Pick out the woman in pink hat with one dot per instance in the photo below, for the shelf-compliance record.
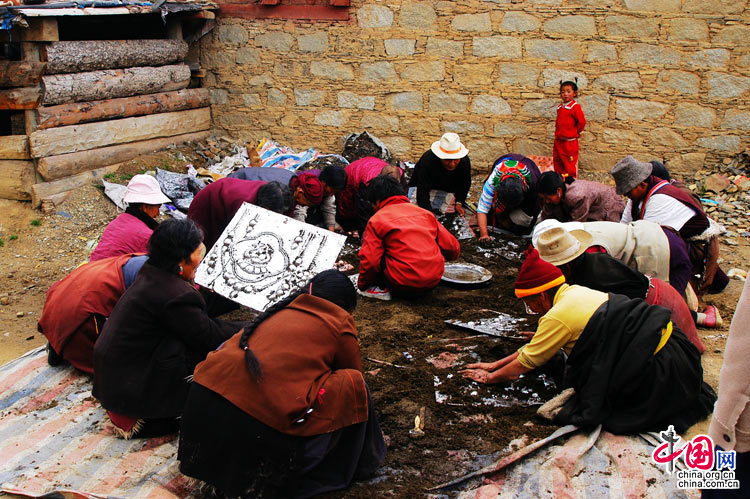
(130, 231)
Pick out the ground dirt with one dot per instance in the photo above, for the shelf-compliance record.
(405, 345)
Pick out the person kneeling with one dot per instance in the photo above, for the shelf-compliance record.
(282, 408)
(631, 370)
(404, 247)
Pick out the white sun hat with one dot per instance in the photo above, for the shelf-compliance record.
(449, 147)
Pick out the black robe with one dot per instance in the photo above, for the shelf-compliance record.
(622, 385)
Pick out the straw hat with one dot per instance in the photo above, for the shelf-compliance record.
(558, 246)
(144, 189)
(449, 147)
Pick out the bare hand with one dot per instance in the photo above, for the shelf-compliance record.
(478, 375)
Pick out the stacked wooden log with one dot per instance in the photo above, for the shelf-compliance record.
(99, 103)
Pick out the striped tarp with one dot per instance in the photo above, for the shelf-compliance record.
(54, 436)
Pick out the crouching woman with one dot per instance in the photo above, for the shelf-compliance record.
(630, 369)
(282, 408)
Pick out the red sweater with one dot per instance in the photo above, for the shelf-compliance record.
(570, 120)
(407, 243)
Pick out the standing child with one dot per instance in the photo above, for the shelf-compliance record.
(568, 127)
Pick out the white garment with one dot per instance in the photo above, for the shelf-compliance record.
(663, 210)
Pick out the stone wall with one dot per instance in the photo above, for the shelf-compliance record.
(667, 79)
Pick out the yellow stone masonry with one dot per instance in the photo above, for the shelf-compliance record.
(660, 79)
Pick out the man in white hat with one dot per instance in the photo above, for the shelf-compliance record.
(444, 167)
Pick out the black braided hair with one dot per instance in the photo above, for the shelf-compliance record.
(330, 285)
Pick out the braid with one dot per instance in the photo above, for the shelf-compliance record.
(251, 361)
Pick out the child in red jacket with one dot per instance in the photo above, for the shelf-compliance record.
(404, 247)
(568, 127)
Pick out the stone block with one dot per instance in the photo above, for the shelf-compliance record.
(332, 70)
(276, 97)
(448, 103)
(653, 5)
(249, 56)
(651, 55)
(631, 27)
(689, 115)
(462, 127)
(417, 15)
(553, 77)
(374, 16)
(399, 46)
(553, 50)
(680, 82)
(378, 71)
(713, 6)
(639, 110)
(595, 106)
(510, 128)
(541, 108)
(232, 33)
(252, 100)
(507, 47)
(379, 122)
(447, 49)
(666, 139)
(628, 81)
(314, 42)
(405, 101)
(737, 34)
(472, 22)
(724, 86)
(219, 96)
(571, 25)
(332, 118)
(275, 40)
(688, 29)
(309, 97)
(519, 22)
(724, 143)
(489, 104)
(709, 58)
(352, 100)
(517, 73)
(473, 74)
(736, 118)
(423, 71)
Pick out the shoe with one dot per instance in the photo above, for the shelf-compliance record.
(713, 319)
(376, 292)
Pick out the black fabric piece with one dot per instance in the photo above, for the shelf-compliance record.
(229, 449)
(135, 210)
(622, 385)
(605, 273)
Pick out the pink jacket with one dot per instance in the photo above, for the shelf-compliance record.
(125, 234)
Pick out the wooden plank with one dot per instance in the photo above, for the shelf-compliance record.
(20, 98)
(46, 190)
(86, 112)
(55, 167)
(114, 83)
(67, 139)
(20, 73)
(16, 179)
(14, 147)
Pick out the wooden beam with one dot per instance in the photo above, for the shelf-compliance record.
(44, 190)
(14, 147)
(20, 98)
(16, 179)
(67, 139)
(55, 167)
(20, 73)
(317, 12)
(125, 107)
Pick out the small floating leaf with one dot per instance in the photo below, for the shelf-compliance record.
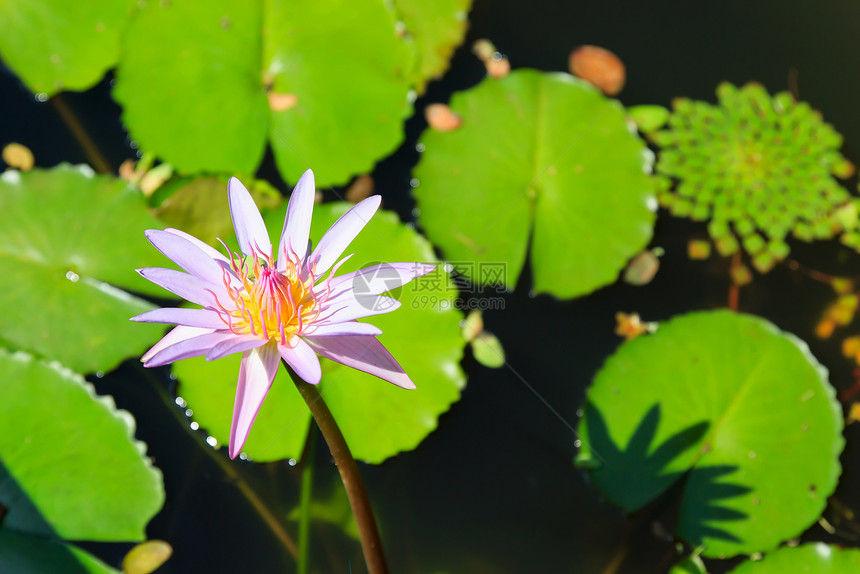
(18, 156)
(738, 410)
(598, 66)
(541, 160)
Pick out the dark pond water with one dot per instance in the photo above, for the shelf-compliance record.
(494, 488)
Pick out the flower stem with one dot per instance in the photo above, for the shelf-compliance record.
(305, 503)
(371, 544)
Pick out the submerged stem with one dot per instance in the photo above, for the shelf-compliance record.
(371, 544)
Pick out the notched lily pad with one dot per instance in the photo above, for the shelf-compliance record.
(542, 156)
(739, 410)
(69, 241)
(342, 61)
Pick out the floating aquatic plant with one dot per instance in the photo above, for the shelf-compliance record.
(758, 168)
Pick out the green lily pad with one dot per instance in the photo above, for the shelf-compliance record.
(53, 45)
(26, 554)
(378, 419)
(71, 468)
(542, 156)
(436, 28)
(739, 410)
(649, 118)
(68, 240)
(815, 558)
(342, 63)
(197, 205)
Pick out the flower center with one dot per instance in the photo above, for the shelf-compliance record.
(271, 304)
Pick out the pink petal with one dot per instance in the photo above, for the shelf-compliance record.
(347, 328)
(363, 353)
(297, 223)
(186, 255)
(193, 347)
(375, 279)
(187, 286)
(302, 360)
(174, 336)
(256, 374)
(204, 318)
(341, 234)
(350, 306)
(238, 344)
(247, 221)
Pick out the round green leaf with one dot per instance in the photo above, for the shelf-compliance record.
(739, 410)
(68, 240)
(815, 558)
(541, 156)
(649, 118)
(378, 419)
(54, 45)
(436, 28)
(69, 464)
(29, 554)
(342, 61)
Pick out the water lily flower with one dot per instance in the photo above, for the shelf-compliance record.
(272, 305)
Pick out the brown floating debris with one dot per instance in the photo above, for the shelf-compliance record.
(281, 102)
(598, 66)
(497, 64)
(441, 118)
(18, 156)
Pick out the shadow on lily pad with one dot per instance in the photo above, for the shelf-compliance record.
(635, 475)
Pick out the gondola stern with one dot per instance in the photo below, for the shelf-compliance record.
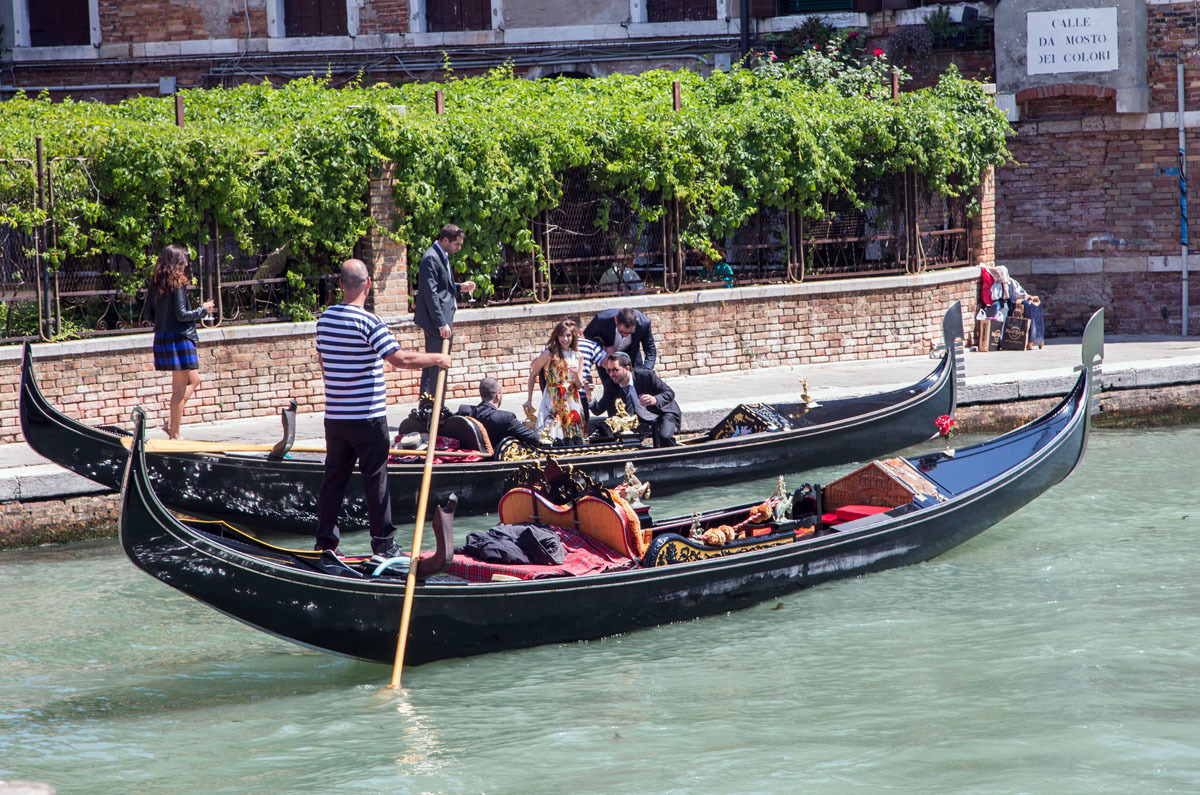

_TASK TO CARRY OUT_
Turn every line of the items above into a JSON list of strings, one string per line, with blank lines dropped. Leave out the picture lines.

_RESPONSE TO THIS EXERCISE_
[
  "Pick out the woman in pink hat with one dot per instance in the photo below, for the shelf-compliance record.",
  "(130, 231)",
  "Pick out the ground dirt with one dot per instance in the photo above, for the shelf-compliance record.",
  "(405, 345)",
  "Pick out the person kneeling with one dot per instance in the photo above, for the shelf-compliance record.",
  "(282, 408)",
  "(631, 370)",
  "(404, 247)",
  "Pick out the white sun hat with one dot per instance in the photo above, for the shelf-compliance record.",
  "(449, 147)",
  "Pick out the black robe with one dot per instance in the photo above, for the shelf-compliance record.",
  "(622, 385)",
  "Pick out the straw hat with one dot per instance in the photo above, for the shelf-compliance record.",
  "(558, 246)",
  "(144, 189)",
  "(449, 147)",
  "Pick out the bare hand with one dot per instance in the photo above, for the shelf-compliance record.",
  "(478, 375)",
  "Pick out the stacked wooden log with one dot per instance in the photo above, for the shelf-compliance record.",
  "(99, 103)",
  "Pick out the striped tarp with one dot per instance in the photo above, for the shelf-compliance record.",
  "(54, 436)",
  "Pick out the crouching woman with one dot per instance in the photo above, for the shelf-compliance record.",
  "(630, 369)",
  "(282, 408)",
  "Pick out the red sweater with one dot per instance in the photo above, for the shelf-compliance record.",
  "(570, 120)",
  "(407, 243)",
  "Pick out the standing child with one dot per instance in the photo above, for the shelf-compliance record.",
  "(568, 127)",
  "Pick out the white garment with one dot per instance in the photo above, for the shelf-compliance record.",
  "(663, 210)",
  "Pick out the stone wall with one dot per instance in the photo above, for the shelf-compliance record.",
  "(667, 79)",
  "Pick out the yellow stone masonry with one dot per instance in the photo above, for the shelf-compliance record.",
  "(660, 79)",
  "Pick out the man in white hat with one dot per instance in the photo above, for the shelf-compliance record.",
  "(444, 167)",
  "Pick out the black braided hair with one dot per instance in the photo above, for the shelf-compliance record.",
  "(330, 285)",
  "Pick out the braid with one dot per instance in the photo above, for the shelf-compliance record.",
  "(251, 361)",
  "Pick out the child in red jacket with one dot per instance in the photo above, for the shelf-compliance record.",
  "(404, 247)",
  "(568, 127)",
  "Pick out the stone block with one dot per instance in the photo above, for the shelf-compliance record.",
  "(332, 70)",
  "(276, 97)",
  "(448, 103)",
  "(653, 5)",
  "(249, 56)",
  "(651, 55)",
  "(631, 27)",
  "(689, 115)",
  "(462, 127)",
  "(417, 15)",
  "(553, 77)",
  "(374, 16)",
  "(399, 46)",
  "(553, 50)",
  "(680, 82)",
  "(378, 71)",
  "(713, 6)",
  "(639, 110)",
  "(595, 106)",
  "(510, 128)",
  "(541, 108)",
  "(232, 33)",
  "(252, 100)",
  "(507, 47)",
  "(379, 122)",
  "(447, 49)",
  "(666, 139)",
  "(628, 81)",
  "(314, 42)",
  "(405, 101)",
  "(737, 34)",
  "(472, 22)",
  "(724, 86)",
  "(219, 96)",
  "(571, 25)",
  "(332, 118)",
  "(275, 40)",
  "(688, 29)",
  "(309, 97)",
  "(519, 22)",
  "(724, 143)",
  "(489, 104)",
  "(709, 58)",
  "(352, 100)",
  "(517, 73)",
  "(473, 74)",
  "(736, 118)",
  "(423, 71)",
  "Pick out the shoe with one dot per instance in the photo above, for the shelf-compliance record.",
  "(713, 319)",
  "(376, 292)",
  "Pick out the black fabric piece with one dot per instance in the photo above, for the shelf-compliance record.",
  "(229, 449)",
  "(135, 210)",
  "(622, 385)",
  "(605, 273)",
  "Pick out the pink jacket with one dot per instance in the photo above, for the shelf-compliance record.",
  "(125, 234)",
  "Pick out the wooden plank with one dot per instance in the photo above, for the shelf-compliance record.",
  "(20, 98)",
  "(46, 190)",
  "(86, 112)",
  "(55, 167)",
  "(114, 83)",
  "(67, 139)",
  "(20, 73)",
  "(16, 179)",
  "(14, 147)",
  "Pick out the wooden beam with one dot per instance in the photo above, for the shelf-compliance record.",
  "(44, 190)",
  "(14, 147)",
  "(20, 98)",
  "(16, 179)",
  "(67, 139)",
  "(55, 167)",
  "(20, 73)",
  "(317, 12)",
  "(125, 107)",
  "Pick out the small floating leaf with one dot per instance in the photo below, for the shelf-compliance record.",
  "(18, 156)",
  "(738, 410)",
  "(598, 66)",
  "(541, 160)",
  "Pick out the dark pond water with one dot per instance in the photo above, for the shelf-compliance record.",
  "(494, 488)",
  "Pick out the flower stem with one dot per instance in the photo above, for the shelf-compliance record.",
  "(305, 503)",
  "(371, 544)",
  "Pick out the submerged stem with one dot per instance in the photo above, for the shelf-compliance record.",
  "(371, 544)",
  "Pick out the notched lily pad with one dot per instance in the photo above, for the shelf-compliance record.",
  "(542, 156)",
  "(739, 410)",
  "(69, 241)",
  "(342, 61)",
  "Pick out the floating aquatic plant with one dot per instance in the photo above, for the shelf-compliance record.",
  "(758, 168)",
  "Pick out the green lily pad with one dot per instance in the photo above, for the shelf-compliance record.",
  "(53, 45)",
  "(26, 554)",
  "(378, 419)",
  "(71, 468)",
  "(542, 156)",
  "(436, 28)",
  "(739, 410)",
  "(649, 118)",
  "(68, 240)",
  "(815, 558)",
  "(342, 63)",
  "(197, 205)",
  "Pick out the flower center with one dot per instance in the photo above, for the shelf-compliance record.",
  "(271, 304)",
  "Pick out the pink petal with one dot per instance in the photo above, for the shelf-compliance record.",
  "(347, 328)",
  "(363, 353)",
  "(297, 223)",
  "(186, 255)",
  "(193, 347)",
  "(375, 279)",
  "(187, 286)",
  "(302, 360)",
  "(174, 336)",
  "(256, 374)",
  "(204, 318)",
  "(341, 234)",
  "(350, 306)",
  "(238, 344)",
  "(247, 221)",
  "Pick out the round green leaf with one dot per instance in the photo above, for the shelf-compliance record.",
  "(739, 410)",
  "(68, 240)",
  "(815, 558)",
  "(541, 156)",
  "(649, 118)",
  "(378, 419)",
  "(54, 45)",
  "(436, 28)",
  "(69, 464)",
  "(29, 554)",
  "(342, 61)",
  "Pick out the water lily flower with one dot per instance in the photo above, for the shelf-compliance record.",
  "(272, 305)",
  "Pick out the brown floating debris with one dot per instance in the photo above, for the shelf-compliance record.",
  "(281, 102)",
  "(598, 66)",
  "(497, 64)",
  "(441, 118)",
  "(18, 156)",
  "Pick out the shadow on lily pad with one dot per instance in the photo above, for the shelf-compliance record.",
  "(635, 475)",
  "Pick out the gondola stern with one dot per instance in the photo below, for the shelf-compliance record."
]